[Exercise task]:
Present the following entries again, word for word and in full.

[Material for this exercise]:
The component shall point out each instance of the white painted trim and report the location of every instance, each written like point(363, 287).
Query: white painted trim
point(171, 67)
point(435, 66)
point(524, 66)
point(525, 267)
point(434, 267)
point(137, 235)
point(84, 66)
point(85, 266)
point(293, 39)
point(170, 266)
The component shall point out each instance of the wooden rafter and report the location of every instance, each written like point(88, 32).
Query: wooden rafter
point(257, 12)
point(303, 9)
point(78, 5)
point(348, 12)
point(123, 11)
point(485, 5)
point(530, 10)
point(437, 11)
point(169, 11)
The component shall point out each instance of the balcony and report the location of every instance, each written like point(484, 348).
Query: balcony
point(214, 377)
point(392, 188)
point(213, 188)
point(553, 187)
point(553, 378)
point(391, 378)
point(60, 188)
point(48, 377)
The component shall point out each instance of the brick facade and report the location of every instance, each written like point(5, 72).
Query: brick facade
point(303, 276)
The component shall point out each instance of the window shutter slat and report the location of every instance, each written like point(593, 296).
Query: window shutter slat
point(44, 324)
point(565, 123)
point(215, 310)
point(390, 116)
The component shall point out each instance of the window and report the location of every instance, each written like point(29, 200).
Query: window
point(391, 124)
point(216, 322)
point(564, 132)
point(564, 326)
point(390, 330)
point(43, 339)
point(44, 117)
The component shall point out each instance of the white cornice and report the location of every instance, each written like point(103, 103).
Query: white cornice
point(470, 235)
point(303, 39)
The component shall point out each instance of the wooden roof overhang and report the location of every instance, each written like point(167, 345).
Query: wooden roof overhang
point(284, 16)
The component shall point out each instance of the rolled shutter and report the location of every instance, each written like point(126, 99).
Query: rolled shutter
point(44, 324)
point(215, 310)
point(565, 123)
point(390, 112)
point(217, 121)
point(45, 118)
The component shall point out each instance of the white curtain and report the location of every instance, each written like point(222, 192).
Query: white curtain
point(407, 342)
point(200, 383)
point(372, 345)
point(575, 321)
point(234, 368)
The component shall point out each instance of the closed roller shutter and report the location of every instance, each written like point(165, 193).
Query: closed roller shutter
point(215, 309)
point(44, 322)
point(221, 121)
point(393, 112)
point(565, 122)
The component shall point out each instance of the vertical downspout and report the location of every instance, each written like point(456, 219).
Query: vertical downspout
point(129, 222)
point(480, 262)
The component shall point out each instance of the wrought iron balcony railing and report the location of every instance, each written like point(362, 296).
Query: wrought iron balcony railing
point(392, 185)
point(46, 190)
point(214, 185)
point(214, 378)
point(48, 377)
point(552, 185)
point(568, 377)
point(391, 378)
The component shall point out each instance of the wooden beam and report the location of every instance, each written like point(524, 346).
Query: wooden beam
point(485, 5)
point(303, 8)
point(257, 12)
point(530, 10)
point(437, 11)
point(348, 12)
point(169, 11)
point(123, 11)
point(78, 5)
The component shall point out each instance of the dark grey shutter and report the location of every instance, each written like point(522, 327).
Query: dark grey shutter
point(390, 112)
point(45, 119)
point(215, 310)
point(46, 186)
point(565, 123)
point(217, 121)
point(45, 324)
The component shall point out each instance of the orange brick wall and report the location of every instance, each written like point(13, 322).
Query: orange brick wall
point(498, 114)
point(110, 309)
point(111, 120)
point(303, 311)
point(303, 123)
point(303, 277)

[Correct answer]:
The component shall point out each instance of the white painted trim and report the location of every instance, each written like point(363, 287).
Query: white painted trim
point(171, 67)
point(435, 66)
point(524, 66)
point(525, 267)
point(434, 267)
point(137, 235)
point(84, 66)
point(85, 266)
point(293, 39)
point(170, 266)
The component shall point out each instance of the wooden rafter and report the location of every instance, each written like point(88, 32).
Query: wooden rafter
point(257, 12)
point(303, 9)
point(78, 5)
point(348, 12)
point(123, 11)
point(485, 5)
point(530, 10)
point(437, 11)
point(169, 11)
The component shall point out each instance of the balcony and report the location of every instance, each written like point(484, 348).
Query: balcony
point(214, 377)
point(392, 188)
point(213, 188)
point(553, 187)
point(553, 378)
point(391, 378)
point(60, 188)
point(48, 377)
The component shall point out each instance of the brick facade and report the location of every instance, each written like point(5, 72).
Query: brick facade
point(303, 276)
The component shall point out each instance of the window shutter slat and report the location of every instance, each written like point(593, 296).
Query: window shutter slat
point(44, 324)
point(565, 123)
point(215, 310)
point(390, 116)
The component shall point out each instance of the window and report the location of every instance, each written like point(29, 200).
Query: window
point(391, 124)
point(216, 322)
point(564, 132)
point(564, 326)
point(390, 330)
point(43, 339)
point(44, 117)
The component shall point out each instance of the white cornice and report the location of every instance, each written like point(103, 103).
Query: white cornice
point(470, 235)
point(303, 39)
The component shall point out each instance of the wooden roof overhang and report the location of every instance, each written like point(167, 345).
Query: wooden roof overhang
point(284, 16)
The component shall point out each instance of the rolled shutter and report the location of every instance, each written like point(126, 99).
Query: rolled shutter
point(44, 324)
point(215, 310)
point(565, 123)
point(390, 112)
point(217, 121)
point(45, 118)
The component shall point out each instance of the white curtain and report the location of every instance, each written like point(222, 192).
Query: white curtain
point(407, 342)
point(200, 383)
point(372, 345)
point(575, 321)
point(234, 368)
The component shall point out each instance of the closed roller shutter and report the location of every instance, each written like point(165, 193).
Query: closed roller shutter
point(215, 309)
point(44, 322)
point(221, 121)
point(393, 112)
point(565, 122)
The component shall point out each instance of the vertical downspout and report the location of every instance, each written like point(456, 219).
Query: vertical downspout
point(129, 222)
point(480, 262)
The component shall point out each instance of the wrought iron balcony railing and report the location of every instance, each written like point(362, 296).
Query: wrought iron balcony railing
point(392, 185)
point(46, 190)
point(214, 185)
point(214, 378)
point(48, 377)
point(552, 185)
point(568, 377)
point(391, 378)
The component shall point out each instance of the wooden beam and report the location of every instance, each written like point(524, 346).
Query: wooden beam
point(485, 5)
point(303, 8)
point(257, 12)
point(530, 10)
point(437, 11)
point(348, 12)
point(169, 11)
point(123, 11)
point(78, 5)
The component shall point out each instance of the dark grey shutter and report the location of every instance, each written like point(522, 327).
Query: dark grey shutter
point(390, 112)
point(45, 119)
point(215, 310)
point(46, 186)
point(565, 123)
point(217, 121)
point(45, 324)
The component shall point out each instance of the orange brick wall and report the location of every instance, each written like point(13, 322).
Query: orange brick wall
point(498, 114)
point(110, 309)
point(111, 120)
point(303, 311)
point(303, 123)
point(303, 277)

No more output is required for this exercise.